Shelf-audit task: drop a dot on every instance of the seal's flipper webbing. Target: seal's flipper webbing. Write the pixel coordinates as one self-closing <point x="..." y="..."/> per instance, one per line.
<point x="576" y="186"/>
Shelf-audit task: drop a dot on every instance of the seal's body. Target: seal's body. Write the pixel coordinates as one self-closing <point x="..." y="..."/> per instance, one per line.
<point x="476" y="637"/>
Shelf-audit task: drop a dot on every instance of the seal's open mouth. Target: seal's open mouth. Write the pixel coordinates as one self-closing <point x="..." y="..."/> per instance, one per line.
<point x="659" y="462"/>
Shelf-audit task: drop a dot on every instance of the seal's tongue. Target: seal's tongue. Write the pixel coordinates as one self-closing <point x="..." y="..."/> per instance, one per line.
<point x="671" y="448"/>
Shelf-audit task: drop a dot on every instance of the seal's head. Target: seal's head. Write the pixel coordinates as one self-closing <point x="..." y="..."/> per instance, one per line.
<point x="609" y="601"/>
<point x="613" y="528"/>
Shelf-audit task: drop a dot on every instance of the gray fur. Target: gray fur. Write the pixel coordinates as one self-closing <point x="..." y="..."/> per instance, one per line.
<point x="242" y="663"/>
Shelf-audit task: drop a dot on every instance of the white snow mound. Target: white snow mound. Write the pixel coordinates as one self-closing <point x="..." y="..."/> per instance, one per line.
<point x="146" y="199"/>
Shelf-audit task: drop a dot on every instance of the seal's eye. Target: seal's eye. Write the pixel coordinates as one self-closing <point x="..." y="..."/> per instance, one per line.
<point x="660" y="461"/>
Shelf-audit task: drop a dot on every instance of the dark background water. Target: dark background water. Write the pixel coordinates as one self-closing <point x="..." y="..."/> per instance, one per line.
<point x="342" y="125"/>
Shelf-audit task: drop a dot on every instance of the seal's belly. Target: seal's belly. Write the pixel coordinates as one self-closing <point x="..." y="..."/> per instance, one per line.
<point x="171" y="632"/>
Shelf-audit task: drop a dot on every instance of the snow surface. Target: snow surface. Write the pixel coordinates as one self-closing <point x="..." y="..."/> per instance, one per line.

### [Task description]
Give back all the data exactly as it was written.

### [Solution for this problem]
Shelf-audit task: drop a dot on every instance of the seal's flipper webbing. Target: seal's flipper webbing. Write the pixel coordinates as one self-closing <point x="..." y="..."/> per instance, one per line.
<point x="576" y="186"/>
Shelf-audit task: drop a dot on every instance of the seal's body. Target: seal's body. Write the pixel coordinates as one self-closing <point x="..." y="..."/> per instance, one per line.
<point x="476" y="637"/>
Shelf-audit task: drop a dot on every instance of the seal's open mouth. Target: seal's open mouth. Write the pixel coordinates as one self-closing <point x="..." y="..."/> per instance, one per line.
<point x="659" y="462"/>
Shelf-audit task: drop a dot on every instance of the seal's tongue. Target: seal's tongue. Write the pixel coordinates as one self-closing <point x="..." y="..."/> per instance, one per line.
<point x="671" y="448"/>
Shelf-audit task: drop a dot on every instance of the seal's head. Target: seal's head. Write the pixel coordinates as one self-closing <point x="..." y="..."/> per instance, one per line.
<point x="609" y="601"/>
<point x="613" y="528"/>
Shelf-audit task: drop a dot on every instance of the gray fur. Target: gray fur. Write the pixel coordinates as one self-closing <point x="..." y="..."/> per instance, one per line.
<point x="242" y="663"/>
Shelf-audit task: drop a dot on every instance of the white snow mound. Target: white snow mound. Write the pixel coordinates as one self-closing <point x="..." y="..."/> per instance, one per line.
<point x="146" y="199"/>
Shelf-audit task: drop a dot on every instance of the seal's eye. Target: seal's eye. Write the pixel coordinates as one self-closing <point x="..." y="..."/> per instance, one per line.
<point x="660" y="461"/>
Shelf-audit task: drop a dot on every instance of the dark background water. Target: dark background water. Write the pixel coordinates as one self-closing <point x="..." y="..."/> per instance, one per line.
<point x="342" y="125"/>
Shelf-audit task: drop a dot on every instance of the seal's belly. Target: seal's belly. Write the pixel coordinates as one self-closing <point x="..." y="..."/> per instance, one per line.
<point x="171" y="632"/>
Shelf-audit task: drop a dot on every instance of the snow surface. Target: snow surface. Write the pixel coordinates as one self-closing <point x="..." y="..."/> per instance, one per line.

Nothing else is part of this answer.